AIM
In the piece on making time to paint, copy everything from "2. Schedule consistent" down to "to your craft." word for word.

DOCUMENT SECTION

(begin)

You just got back from a great workshop. You learned a LOT and had a great time with the other students. You got inspired. You vow to find more time to paint. But you get home and life sets in and you keep putting off painting and six months later you find your art stuff has a light layer of dust on it.
Most of us have lives outside of art. Regular jobs, families, and other responsibilities. We want to get better at our painting but we really don’t have time for it…or do we? Here are some tips to consider to help you create some consistency in your art life.
1. Set up a permanent work area. You really don’t need a huge space. Talk to your spouse or partner about setting up a committed area in your home or apartment so as to avoid unnecessary set up and break down time. If you fear it’s unsightly when guests come over, find a creative way to hide it. A Japanese screen. A decorative curtain.
2. Schedule consistent time to paint. Yeah, I know, you’re laughing at me already. But get creative and be determined. Also, don’t derail yourself by thinking you have to block out huge amounts of time. One hour is better than nothing. Even thirty minutes a day, or every other day, will be beneficial to your craft.

(end)

INFORMATION SUPPLIED
(begin)

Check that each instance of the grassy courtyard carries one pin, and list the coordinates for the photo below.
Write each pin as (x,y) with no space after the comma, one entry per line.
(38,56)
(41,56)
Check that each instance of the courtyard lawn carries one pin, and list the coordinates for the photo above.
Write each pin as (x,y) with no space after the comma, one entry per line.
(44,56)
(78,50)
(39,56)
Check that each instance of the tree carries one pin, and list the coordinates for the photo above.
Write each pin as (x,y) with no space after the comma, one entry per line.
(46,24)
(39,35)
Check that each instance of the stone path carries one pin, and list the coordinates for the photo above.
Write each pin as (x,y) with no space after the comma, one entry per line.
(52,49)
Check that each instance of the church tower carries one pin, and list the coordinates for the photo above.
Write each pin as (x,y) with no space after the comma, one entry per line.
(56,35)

(end)

RESPONSE TO THIS TASK
2. Schedule consistent time to paint. Yeah, I know, you’re laughing at me already. But get creative and be determined. Also, don’t derail yourself by thinking you have to block out huge amounts of time. One hour is better than nothing. Even thirty minutes a day, or every other day, will be beneficial to your craft.